_Source excerpt_

○ ○ ○

Figure 12.3 provides further information on the marginal value functions of the attributes in the models, which indicate how the firms are evaluated under each risk-assessment criterion. The results are quite robust over all six models developed over different time periods. In terms of the ROA indicator, the form of the corresponding marginal value function shows that firms with positive ROA receive much higher rating compared to firms whose profitability is negative. A similar result is also evident for the long-term leverage ratio (EQ/LTD). Finally, as far as size is concerned, the performance score of the firms increases (almost in a linear way) for firms with market capitalization approximately above 700 million euros. Such insights provide analysts with useful information about the rating models, thus enhancing their transparency and comprehensibility, which has been found to be important for their successful use in practice (Martens and Baesens 2010; Martens et al. 2011).

TABLE 12.4 Trade-offs (in %) of the Attributes.

FIGURE 12.3 Marginal value functions.

TABLE 12.5 Classification Accuracies (in %) for the Holdout Samples.

Table 12.5 presents results for the classification accuracies of all models in the holdout samples. Classification accuracy is defined as the ratio between the number of correct class assignments by a model (i.e., cases where the ratings estimated by the model coincide with the actual ratings) to the total number of observations being rated. All the reported results involve the holdout samples, which correspond to future time periods compared to the data used to fit the models. Table 12.5 reports the accuracy rates separately for cases in investment and speculative grades, together with the overall accuracy. For comparative purposes, the overall accuracies of models fitted with logistic regression (LR) are also presented. LR is probably the most popular method used by researchers and practitioner for constructing credit scoring and rating models. The results indicate that the accuracy rates of the multicriteria models are consistently higher for investment-rated firms, whereas firms rated in speculative grades are more difficult to describe. The overall accuracy of all models is consistently higher than 81 percent, and the proposed multicriteria methodology provides more accurate results compared to logistic regression.

○ ○ ○

_Problems to work on_
1. List each attribute whose marginal value function the credit rating excerpt describes.
2. Answer the following from the credit rating excerpt, one answer per line.
(a) Above approximately what market capitalization does the performance score of firms increase almost linearly?
(b) What figure does the overall accuracy of all models consistently exceed?
(c) Which method's overall accuracies are presented for comparative purposes?
3. Continue the credit rating excerpt from its final sentence.

_Collected data_
○ ○ ○

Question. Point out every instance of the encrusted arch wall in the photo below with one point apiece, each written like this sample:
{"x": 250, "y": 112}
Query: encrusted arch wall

○ ○ ○

_Answers for the exercise_
1.
- ROA
- Long-term leverage ratio (EQ/LTD)
- Size (market capitalization)

2.
(a) Approximately 700 million euros.
(b) 81 percent.
(c) Logistic regression (LR).

3.
CONCLUSIONS AND FUTURE PERSPECTIVES

The analysis of the ratings issued by CRAs has received much attention in the financial literature, due to their significance in the context of credit risk management and their widespread use by investors, policymakers, and managers. In this study, we sought to explain and predict the credit ratings issued by S&P on the basis of financial and market data, using a cross-country panel data set from Europe over the period 2002–2012. For the analysis, an innovative nonparametric multicriteria technique was employed, which is based on a linear programming formulation for fitting additive credit-risk rating models to data.

The results showed that the market capitalization appears to be the dominant factor for explaining the credit ratings of European firms. Profitability was also found to be an important dimension, together with long-term leverage, which has become an important issue, particularly after the outbreak of the crisis. The developed multicriteria models exhibit good and robust behavior, whereas its performance was found to be superior to logistic regression.

These empirical results could be extended in a number of directions. First, additional predictor attributes could be considered, focusing on macroeconomic factors, which could be of particular importance over the business cycle and during economic turmoil, providing a better description of cross-country differences. Data related to market sentiment and information from the CDS markets could also be useful for predicting credit ratings by complementing the estimates of structural models with timely findings on market trends. Variables related to regulatory frameworks (Cheng and Neamtiu 2009) and corporate governance (Alali et al. 2012) are also important for the analysis of credit ratings in a comprehensive context. Second, except for only focusing on static analyses of credit ratings, the explanation and prediction of rating changes is also a crucial point of major interest to market participants. The investigation could also be extended to cover nonlisted companies. Finally, the combination of financial data, structural models, and credit ratings in an integrated risk management context could be considered, in accordance with the findings reported in recent studies (e.g., Das et al. 2009; Hilscher and Wilson 2013) on the possible synergies that can be derived by combining different types of risk models and measures in credit risk assessment.

REFERENCES

Alali, F., A. Anandarajan, and W. Jiang. 2012. The effect of corporate governance on firms credit ratings: Further evidence using governance score in the United States. Accounting and Finance 52 (2): 291–312.

Altman, E. I., and A. Saunders. 1997. Credit risk measurement: Developments over the last 20 years. Journal of Banking and Finance 21 (11–12): 1721–1742.

Bana e Costa, C. A., L. Barroso, and J. O. Soares. 2002. Qualitative modeling of credit scoring: A case study in banking. Journal of European Research Studies 5 (1–2): 37–51.

Basel Committee on Banking Supervision. 2004. International convergence of capital measurement and capital standards: A revised framework. Bank for International Settlements, Basel, Switzerland.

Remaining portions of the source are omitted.